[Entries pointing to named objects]
◆ ◆ ◆

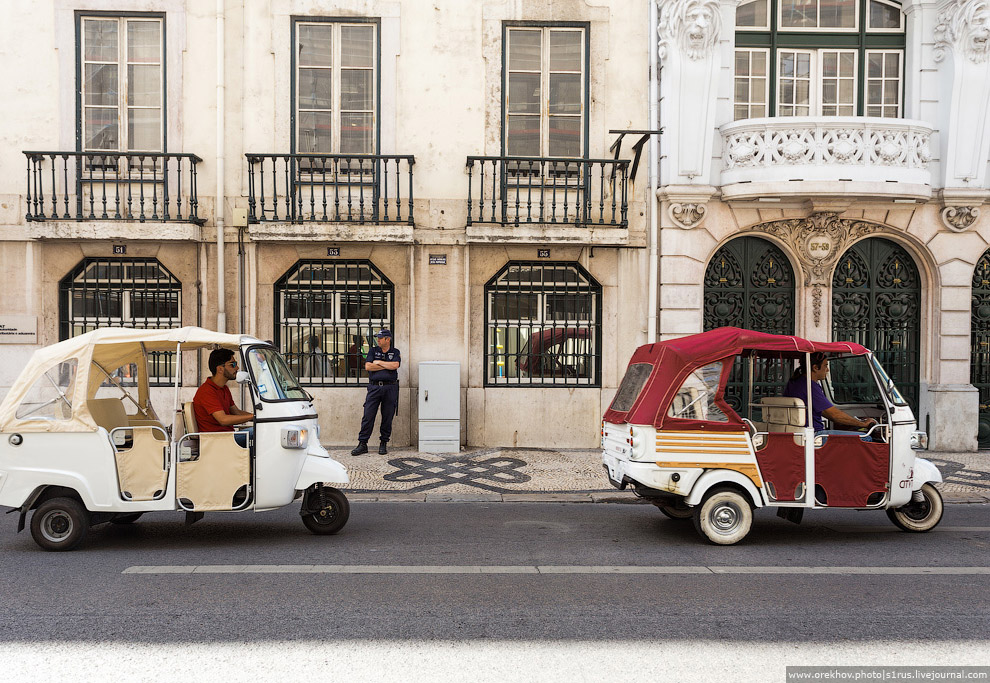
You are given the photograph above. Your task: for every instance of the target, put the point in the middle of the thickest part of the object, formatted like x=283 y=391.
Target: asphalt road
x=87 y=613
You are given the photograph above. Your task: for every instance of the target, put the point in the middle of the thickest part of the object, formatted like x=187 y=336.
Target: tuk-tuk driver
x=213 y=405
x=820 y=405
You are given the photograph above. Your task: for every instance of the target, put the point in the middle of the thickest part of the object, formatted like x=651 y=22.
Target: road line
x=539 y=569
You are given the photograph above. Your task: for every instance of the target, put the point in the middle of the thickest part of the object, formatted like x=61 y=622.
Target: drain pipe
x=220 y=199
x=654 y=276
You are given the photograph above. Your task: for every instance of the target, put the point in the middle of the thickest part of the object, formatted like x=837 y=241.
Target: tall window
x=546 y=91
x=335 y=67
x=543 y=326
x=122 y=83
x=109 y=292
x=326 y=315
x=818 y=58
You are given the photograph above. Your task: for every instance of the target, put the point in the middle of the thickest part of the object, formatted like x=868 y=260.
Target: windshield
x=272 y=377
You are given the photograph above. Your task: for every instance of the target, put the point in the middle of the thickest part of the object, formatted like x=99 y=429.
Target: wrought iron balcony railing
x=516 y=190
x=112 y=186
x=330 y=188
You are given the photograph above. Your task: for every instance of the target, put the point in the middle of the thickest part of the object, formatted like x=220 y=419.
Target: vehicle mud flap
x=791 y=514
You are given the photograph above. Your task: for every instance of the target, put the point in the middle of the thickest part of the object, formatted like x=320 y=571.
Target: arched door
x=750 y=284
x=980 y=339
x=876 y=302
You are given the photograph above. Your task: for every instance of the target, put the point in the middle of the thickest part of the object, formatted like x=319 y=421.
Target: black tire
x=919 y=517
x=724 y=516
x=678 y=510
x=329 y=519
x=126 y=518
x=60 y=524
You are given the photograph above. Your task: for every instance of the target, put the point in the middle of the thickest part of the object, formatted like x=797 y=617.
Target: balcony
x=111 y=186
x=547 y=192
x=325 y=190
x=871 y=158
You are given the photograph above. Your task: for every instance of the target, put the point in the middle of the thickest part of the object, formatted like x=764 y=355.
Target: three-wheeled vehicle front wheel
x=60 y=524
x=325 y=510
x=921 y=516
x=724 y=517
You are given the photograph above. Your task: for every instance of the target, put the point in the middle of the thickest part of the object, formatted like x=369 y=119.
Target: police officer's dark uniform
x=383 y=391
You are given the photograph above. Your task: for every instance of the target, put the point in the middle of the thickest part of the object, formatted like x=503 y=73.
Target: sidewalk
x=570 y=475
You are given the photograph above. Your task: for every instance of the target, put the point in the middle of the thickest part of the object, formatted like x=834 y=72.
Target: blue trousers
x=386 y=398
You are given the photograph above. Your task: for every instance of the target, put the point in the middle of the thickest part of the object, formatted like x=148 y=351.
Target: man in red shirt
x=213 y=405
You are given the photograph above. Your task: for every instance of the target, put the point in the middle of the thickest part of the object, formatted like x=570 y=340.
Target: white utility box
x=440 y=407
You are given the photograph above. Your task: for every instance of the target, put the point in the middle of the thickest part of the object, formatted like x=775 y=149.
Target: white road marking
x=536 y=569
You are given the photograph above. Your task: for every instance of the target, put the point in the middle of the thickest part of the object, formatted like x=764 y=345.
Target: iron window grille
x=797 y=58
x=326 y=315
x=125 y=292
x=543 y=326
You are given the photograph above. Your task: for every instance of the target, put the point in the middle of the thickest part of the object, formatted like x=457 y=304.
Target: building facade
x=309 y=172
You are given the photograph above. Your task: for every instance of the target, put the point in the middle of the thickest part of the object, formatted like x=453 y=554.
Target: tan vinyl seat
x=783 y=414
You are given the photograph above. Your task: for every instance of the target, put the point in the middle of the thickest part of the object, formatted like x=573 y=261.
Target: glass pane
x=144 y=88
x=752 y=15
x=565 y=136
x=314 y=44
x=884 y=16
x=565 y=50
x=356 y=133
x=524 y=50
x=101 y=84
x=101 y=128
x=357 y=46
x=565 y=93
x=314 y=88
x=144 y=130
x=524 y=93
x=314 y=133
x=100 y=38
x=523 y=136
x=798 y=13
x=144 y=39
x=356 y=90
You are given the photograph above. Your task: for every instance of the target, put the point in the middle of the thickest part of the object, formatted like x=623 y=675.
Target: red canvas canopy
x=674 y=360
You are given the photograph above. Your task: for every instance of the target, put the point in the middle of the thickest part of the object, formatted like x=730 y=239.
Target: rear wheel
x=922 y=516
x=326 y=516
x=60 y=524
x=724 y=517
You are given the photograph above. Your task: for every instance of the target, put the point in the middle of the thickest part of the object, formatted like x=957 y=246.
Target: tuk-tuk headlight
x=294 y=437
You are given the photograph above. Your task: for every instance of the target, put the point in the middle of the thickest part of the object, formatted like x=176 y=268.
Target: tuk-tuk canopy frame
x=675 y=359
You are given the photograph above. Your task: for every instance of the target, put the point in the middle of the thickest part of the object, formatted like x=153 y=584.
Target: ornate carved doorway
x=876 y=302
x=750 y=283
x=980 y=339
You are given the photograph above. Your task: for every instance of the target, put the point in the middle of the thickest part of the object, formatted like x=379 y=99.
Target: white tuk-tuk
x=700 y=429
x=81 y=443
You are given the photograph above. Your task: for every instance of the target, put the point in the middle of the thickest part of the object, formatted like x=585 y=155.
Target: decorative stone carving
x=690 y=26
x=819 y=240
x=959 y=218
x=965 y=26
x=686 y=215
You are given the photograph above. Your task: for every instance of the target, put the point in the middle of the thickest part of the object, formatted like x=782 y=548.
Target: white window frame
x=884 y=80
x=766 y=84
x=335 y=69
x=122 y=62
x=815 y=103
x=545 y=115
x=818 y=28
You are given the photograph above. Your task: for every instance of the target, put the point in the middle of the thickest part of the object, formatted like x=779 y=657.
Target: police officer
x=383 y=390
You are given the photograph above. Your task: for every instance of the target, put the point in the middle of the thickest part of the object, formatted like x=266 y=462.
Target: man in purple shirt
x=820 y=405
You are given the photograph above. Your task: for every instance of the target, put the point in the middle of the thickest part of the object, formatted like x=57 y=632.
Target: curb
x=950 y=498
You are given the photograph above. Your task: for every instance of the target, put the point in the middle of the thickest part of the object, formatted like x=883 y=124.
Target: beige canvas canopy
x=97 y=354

◆ ◆ ◆

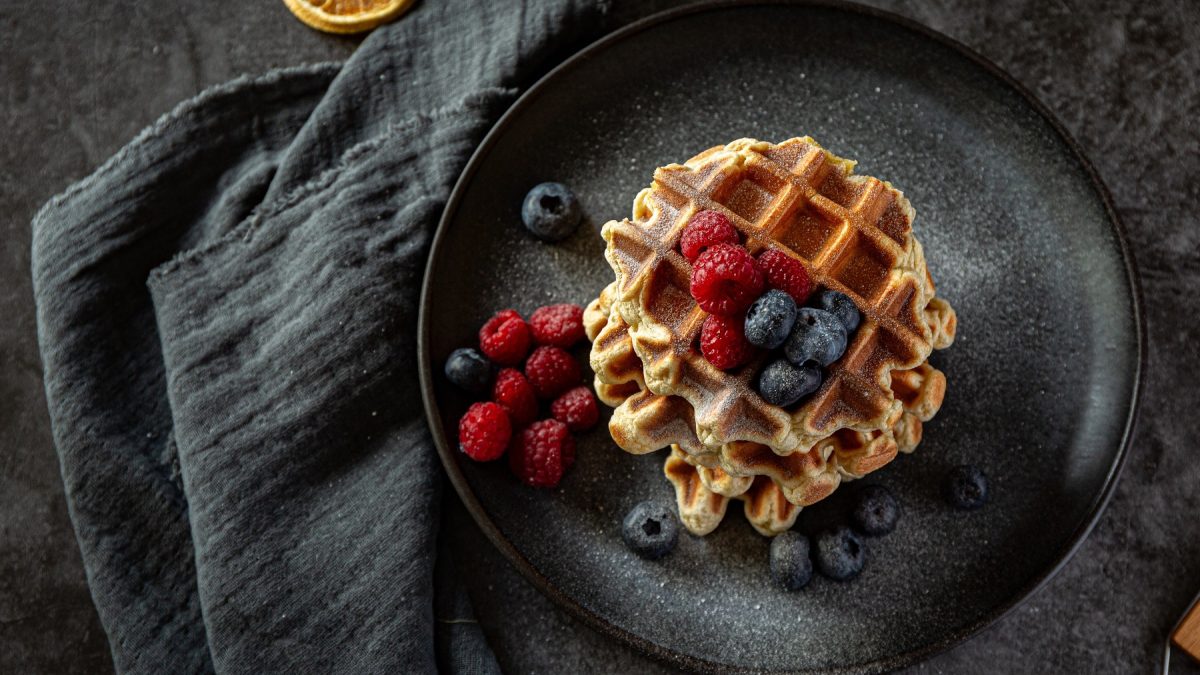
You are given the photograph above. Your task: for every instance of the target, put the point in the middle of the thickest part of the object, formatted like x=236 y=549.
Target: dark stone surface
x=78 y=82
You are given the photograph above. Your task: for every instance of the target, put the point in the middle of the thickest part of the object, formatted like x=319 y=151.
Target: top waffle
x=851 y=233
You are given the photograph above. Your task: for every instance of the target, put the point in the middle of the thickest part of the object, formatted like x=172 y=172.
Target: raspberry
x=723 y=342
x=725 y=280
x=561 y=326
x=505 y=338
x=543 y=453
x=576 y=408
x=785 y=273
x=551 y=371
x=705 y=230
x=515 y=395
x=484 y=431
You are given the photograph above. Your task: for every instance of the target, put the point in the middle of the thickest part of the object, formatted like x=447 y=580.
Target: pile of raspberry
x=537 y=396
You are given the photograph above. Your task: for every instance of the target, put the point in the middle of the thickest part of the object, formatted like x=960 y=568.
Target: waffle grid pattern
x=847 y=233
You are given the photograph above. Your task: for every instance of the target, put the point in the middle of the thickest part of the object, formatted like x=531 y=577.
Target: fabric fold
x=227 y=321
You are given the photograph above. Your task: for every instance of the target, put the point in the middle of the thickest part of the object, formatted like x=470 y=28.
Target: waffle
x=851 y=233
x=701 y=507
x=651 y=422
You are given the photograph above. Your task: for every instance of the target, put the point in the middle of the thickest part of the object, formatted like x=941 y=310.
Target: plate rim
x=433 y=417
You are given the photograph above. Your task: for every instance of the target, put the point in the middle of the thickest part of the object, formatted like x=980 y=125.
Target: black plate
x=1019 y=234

◆ ◆ ◆

### Aim of the exercise
Output the entries starting with the line that contains "like x=319 y=421." and going on through the line that contains "x=383 y=391" as a two-column CSV with the header text,answer. Give one row per entry, with its text and its answer each in a single quoted field and line breaks replaced by spaces.

### Correct answer
text,answer
"You are given the photograph above. Your task: for every instance of the target, put the point in the middle of the thickest part of the object, formatted like x=319 y=421. Target: black tire","x=919 y=517 x=724 y=516 x=678 y=510 x=329 y=519 x=126 y=518 x=60 y=524"
"You are given the photograph above. Your task: for every instance of the target, put the point in the middle of the thickest part of the object, formatted like x=797 y=617. Target: balcony","x=111 y=186 x=547 y=192 x=325 y=190 x=871 y=158"
"You are given the photograph above. Your task: for every instance of the target, put the point in the middle of the thickest part of the object, formatted like x=764 y=355. Target: three-wheeled vehicle front wheel","x=60 y=524 x=325 y=510 x=921 y=516 x=724 y=517"
"You are given the photograph above. Your task: for every instance of the target, put the point in the middle of the thickest part of the object, formatted like x=369 y=119. Target: police officer's dark uniform","x=383 y=391"